AIM OF THE TASK
Repeat every line of the material, character for character.

****

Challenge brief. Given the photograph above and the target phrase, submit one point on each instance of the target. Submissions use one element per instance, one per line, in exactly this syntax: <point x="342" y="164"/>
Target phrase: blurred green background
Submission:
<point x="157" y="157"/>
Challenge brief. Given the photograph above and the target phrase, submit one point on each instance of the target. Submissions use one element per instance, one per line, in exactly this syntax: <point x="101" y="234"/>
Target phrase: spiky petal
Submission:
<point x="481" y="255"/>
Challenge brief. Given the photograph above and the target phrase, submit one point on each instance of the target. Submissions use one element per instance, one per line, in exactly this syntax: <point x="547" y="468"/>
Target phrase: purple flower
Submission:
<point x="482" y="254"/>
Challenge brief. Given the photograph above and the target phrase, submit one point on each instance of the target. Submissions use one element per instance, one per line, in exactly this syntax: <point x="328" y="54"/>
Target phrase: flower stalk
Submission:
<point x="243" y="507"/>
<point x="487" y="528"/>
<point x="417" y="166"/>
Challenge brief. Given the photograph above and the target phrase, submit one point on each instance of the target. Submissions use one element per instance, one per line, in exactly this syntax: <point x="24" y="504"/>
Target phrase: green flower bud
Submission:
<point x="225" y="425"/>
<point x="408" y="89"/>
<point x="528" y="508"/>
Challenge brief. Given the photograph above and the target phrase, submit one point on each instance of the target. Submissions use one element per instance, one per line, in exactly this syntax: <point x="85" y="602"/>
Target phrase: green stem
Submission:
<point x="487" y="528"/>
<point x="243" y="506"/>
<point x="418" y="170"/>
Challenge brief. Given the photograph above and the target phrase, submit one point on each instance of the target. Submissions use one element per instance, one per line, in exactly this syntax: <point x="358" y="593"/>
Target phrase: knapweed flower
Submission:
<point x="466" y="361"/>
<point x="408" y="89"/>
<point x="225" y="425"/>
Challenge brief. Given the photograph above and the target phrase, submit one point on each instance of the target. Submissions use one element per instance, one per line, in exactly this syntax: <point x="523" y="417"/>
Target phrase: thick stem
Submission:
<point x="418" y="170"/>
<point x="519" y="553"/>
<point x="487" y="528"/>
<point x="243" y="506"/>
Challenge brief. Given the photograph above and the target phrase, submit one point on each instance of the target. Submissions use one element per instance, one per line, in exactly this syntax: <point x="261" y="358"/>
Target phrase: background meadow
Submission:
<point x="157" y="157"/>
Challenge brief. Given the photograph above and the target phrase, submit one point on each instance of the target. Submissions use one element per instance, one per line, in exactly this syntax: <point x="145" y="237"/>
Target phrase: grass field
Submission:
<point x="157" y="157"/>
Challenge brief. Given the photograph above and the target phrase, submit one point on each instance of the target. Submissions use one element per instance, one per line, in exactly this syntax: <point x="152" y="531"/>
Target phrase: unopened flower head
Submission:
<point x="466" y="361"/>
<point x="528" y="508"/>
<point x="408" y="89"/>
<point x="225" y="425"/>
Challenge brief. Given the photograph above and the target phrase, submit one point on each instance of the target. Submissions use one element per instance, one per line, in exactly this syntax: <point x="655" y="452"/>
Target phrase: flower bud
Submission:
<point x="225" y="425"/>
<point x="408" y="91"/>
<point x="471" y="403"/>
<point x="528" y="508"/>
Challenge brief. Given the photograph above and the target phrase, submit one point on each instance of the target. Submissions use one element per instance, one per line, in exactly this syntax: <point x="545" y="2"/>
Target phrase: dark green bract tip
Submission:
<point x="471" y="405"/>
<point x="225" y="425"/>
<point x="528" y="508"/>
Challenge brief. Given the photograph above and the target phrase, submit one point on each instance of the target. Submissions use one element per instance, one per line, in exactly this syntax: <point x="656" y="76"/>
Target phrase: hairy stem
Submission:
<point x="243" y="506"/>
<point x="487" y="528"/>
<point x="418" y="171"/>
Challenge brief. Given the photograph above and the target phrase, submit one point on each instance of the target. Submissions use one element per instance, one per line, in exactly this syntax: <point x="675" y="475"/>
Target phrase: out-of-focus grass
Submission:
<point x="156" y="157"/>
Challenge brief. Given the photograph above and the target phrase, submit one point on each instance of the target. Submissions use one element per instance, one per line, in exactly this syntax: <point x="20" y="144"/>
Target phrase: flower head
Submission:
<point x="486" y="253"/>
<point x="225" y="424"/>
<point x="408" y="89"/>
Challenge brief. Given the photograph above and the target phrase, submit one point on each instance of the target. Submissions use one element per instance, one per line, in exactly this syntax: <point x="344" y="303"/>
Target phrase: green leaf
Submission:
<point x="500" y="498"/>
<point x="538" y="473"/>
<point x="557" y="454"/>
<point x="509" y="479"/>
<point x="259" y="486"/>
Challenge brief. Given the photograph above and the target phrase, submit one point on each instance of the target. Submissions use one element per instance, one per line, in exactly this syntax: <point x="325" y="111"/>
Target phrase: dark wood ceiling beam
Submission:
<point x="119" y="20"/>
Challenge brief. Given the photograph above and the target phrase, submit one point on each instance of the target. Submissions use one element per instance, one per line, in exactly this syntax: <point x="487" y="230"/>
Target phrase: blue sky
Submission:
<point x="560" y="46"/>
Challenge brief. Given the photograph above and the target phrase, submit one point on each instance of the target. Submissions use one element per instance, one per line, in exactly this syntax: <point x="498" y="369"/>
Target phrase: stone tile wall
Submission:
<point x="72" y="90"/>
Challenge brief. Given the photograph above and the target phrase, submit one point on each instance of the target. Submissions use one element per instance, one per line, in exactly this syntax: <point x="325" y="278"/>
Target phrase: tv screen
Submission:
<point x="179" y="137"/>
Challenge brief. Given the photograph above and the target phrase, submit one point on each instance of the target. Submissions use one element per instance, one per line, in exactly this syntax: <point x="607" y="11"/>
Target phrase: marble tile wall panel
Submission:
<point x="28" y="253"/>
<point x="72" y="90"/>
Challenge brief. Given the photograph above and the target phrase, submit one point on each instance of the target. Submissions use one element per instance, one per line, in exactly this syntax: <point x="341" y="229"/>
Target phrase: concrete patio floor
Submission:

****

SOLUTION TO THIS TASK
Challenge brief. Given the photograph above and the target phrase, submit one point on each instance of the target. Submissions use one element per instance, one per line, in exactly this syntax: <point x="342" y="164"/>
Target phrase: blurred green background
Submission:
<point x="157" y="157"/>
Challenge brief. Given the photograph above and the target phrase, submit one point on each instance of the target. Submissions use one element per instance, one per line, in exactly this syntax: <point x="101" y="234"/>
Target phrase: spiky petal
Submission:
<point x="481" y="255"/>
Challenge brief. Given the photograph above and the target phrase, submit one point on each instance of the target. Submissions use one element per instance, one per line, in exactly this syntax: <point x="547" y="468"/>
Target phrase: purple flower
Submission:
<point x="482" y="254"/>
Challenge brief. Given the photograph above and the target phrase, submit one point on each instance of the target. Submissions use one element per instance, one per line, in exactly this syntax: <point x="328" y="54"/>
Target phrase: flower stalk
Submission:
<point x="243" y="507"/>
<point x="487" y="528"/>
<point x="417" y="166"/>
Challenge brief. Given the photograph above and the target phrase, submit one point on each instance of the target. Submissions use one element per instance, one per line, in exactly this syntax: <point x="24" y="504"/>
Target phrase: green flower bud
Submission:
<point x="225" y="425"/>
<point x="408" y="89"/>
<point x="528" y="508"/>
Challenge brief. Given the photograph above and the target phrase, submit one point on each instance of the target. Submissions use one element per instance, one per line, in exactly this syntax: <point x="85" y="602"/>
Target phrase: green stem
Submission:
<point x="487" y="528"/>
<point x="243" y="506"/>
<point x="418" y="170"/>
Challenge brief. Given the photograph above and the target phrase, submit one point on each instance of the target. Submissions use one element per instance, one per line, in exactly this syntax: <point x="358" y="593"/>
Target phrase: knapweed flower
Submission:
<point x="466" y="361"/>
<point x="408" y="89"/>
<point x="225" y="425"/>
Challenge brief. Given the photograph above and the target phrase, submit one point on each instance of the target. Submissions use one element per instance, one per line, in exactly this syntax: <point x="523" y="417"/>
Target phrase: thick stem
Submission:
<point x="418" y="170"/>
<point x="519" y="553"/>
<point x="487" y="528"/>
<point x="243" y="506"/>
Challenge brief. Given the photograph above and the target phrase, submit one point on each instance of the target. Submissions use one element per instance, one per line, in exactly this syntax: <point x="261" y="358"/>
Target phrase: background meadow
Submission:
<point x="157" y="157"/>
Challenge brief. Given the photograph above and the target phrase, submit one point on each instance of the target. Submissions use one element per instance, one per line, in exactly this syntax: <point x="145" y="237"/>
Target phrase: grass field
Submission:
<point x="157" y="157"/>
Challenge brief. Given the photograph above and the target phrase, submit one point on each instance of the target. Submissions use one element per instance, one per line, in exactly this syntax: <point x="152" y="531"/>
Target phrase: unopened flower head
Submission:
<point x="466" y="361"/>
<point x="528" y="508"/>
<point x="408" y="89"/>
<point x="225" y="425"/>
Challenge brief. Given the photograph above and the target phrase, submit one point on each instance of the target. Submissions use one element per instance, one per line, in exactly this syntax: <point x="655" y="452"/>
Target phrase: flower bud
Submission:
<point x="225" y="425"/>
<point x="408" y="91"/>
<point x="471" y="403"/>
<point x="528" y="508"/>
Challenge brief. Given the photograph above and the target phrase, submit one point on each instance of the target. Submissions use one element per instance, one per line, in exactly this syntax: <point x="545" y="2"/>
Target phrase: dark green bract tip
Submission:
<point x="471" y="405"/>
<point x="225" y="425"/>
<point x="528" y="508"/>
Challenge brief. Given the photograph above and the target phrase, submit one point on each instance of the target. Submissions use one element per instance, one per line, in exactly this syntax: <point x="656" y="76"/>
Target phrase: hairy stem
Submission:
<point x="243" y="506"/>
<point x="487" y="528"/>
<point x="418" y="171"/>
Challenge brief. Given the photograph above and the target phrase, submit one point on each instance of the target. Submissions use one element per instance, one per line, in exactly this syntax: <point x="675" y="475"/>
Target phrase: out-of-focus grass
Submission:
<point x="156" y="157"/>
Challenge brief. Given the photograph above and the target phrase, submit one point on each instance of the target. Submissions use one element per instance, one per line, in exactly this syntax: <point x="20" y="144"/>
Target phrase: flower head
Submission:
<point x="486" y="253"/>
<point x="225" y="424"/>
<point x="408" y="89"/>
Challenge brief. Given the photograph above and the target phrase, submit one point on each instance of the target. Submissions use one element per instance, one per line, in exactly this syntax: <point x="344" y="303"/>
Target phrase: green leaf
Submission:
<point x="500" y="498"/>
<point x="538" y="473"/>
<point x="557" y="454"/>
<point x="509" y="479"/>
<point x="259" y="486"/>
Challenge brief. Given the photograph above and the target phrase, submit one point on each instance of the target. Submissions use one element per instance, one per line, in exactly this syntax: <point x="325" y="111"/>
Target phrase: dark wood ceiling beam
Submission:
<point x="119" y="20"/>
Challenge brief. Given the photograph above and the target phrase, submit one point on each instance of the target. Submissions use one element per instance, one per line, in exactly this syntax: <point x="487" y="230"/>
Target phrase: blue sky
Submission:
<point x="560" y="46"/>
Challenge brief. Given the photograph above and the target phrase, submit one point on each instance of the target. Submissions use one element per instance, one per line, in exactly this syntax: <point x="498" y="369"/>
Target phrase: stone tile wall
Submission:
<point x="72" y="90"/>
Challenge brief. Given the photograph above and the target phrase, submit one point on each instance of the target. Submissions use one element per instance, one per line, in exactly this syntax: <point x="325" y="278"/>
Target phrase: tv screen
Submission:
<point x="179" y="137"/>
Challenge brief. Given the photograph above and the target phrase, submit one point on each instance of the target. Submissions use one element per instance, one per line, in exactly this syntax: <point x="607" y="11"/>
Target phrase: marble tile wall panel
Submission:
<point x="28" y="253"/>
<point x="72" y="90"/>
Challenge brief. Given the photograph above and the target phrase, submit one point on each instance of the target. Submissions use one element per instance, one per line, in exactly this syntax: <point x="341" y="229"/>
Target phrase: concrete patio floor
Submission:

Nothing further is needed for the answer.